» YOUR ASSIGNMENT
From the entries below, copy every line that holds the word "this".

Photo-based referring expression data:
----------
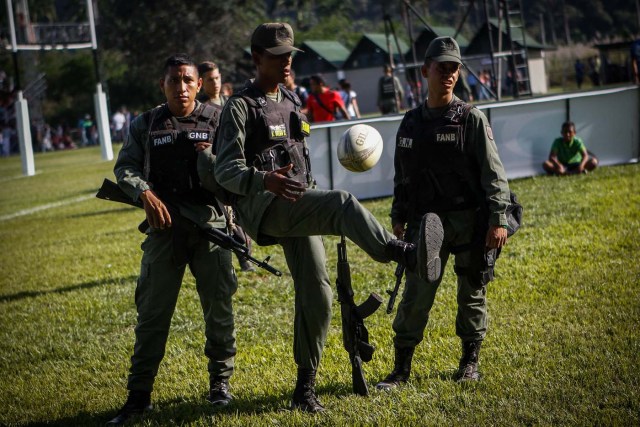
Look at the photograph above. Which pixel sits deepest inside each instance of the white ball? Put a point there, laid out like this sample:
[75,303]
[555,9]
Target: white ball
[360,148]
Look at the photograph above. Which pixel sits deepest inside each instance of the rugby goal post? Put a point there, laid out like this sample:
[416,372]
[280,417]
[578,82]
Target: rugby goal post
[54,37]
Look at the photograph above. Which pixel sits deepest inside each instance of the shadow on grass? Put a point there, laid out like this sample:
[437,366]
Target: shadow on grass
[103,212]
[178,411]
[87,285]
----------
» ANSWER BELOW
Look at the photograph above. Which pixel sits deepest inside each instance of the white ball? Put a point there, laid out like this sample:
Look at the photograph above. Which pixel sits deepest inside each instance of the rugby goal post? Put a point there, laid out like this sample:
Look at the photograph above. Which pixel sits deepest inside each instance of the shadow on grass? Put a point there, laid out like this sample:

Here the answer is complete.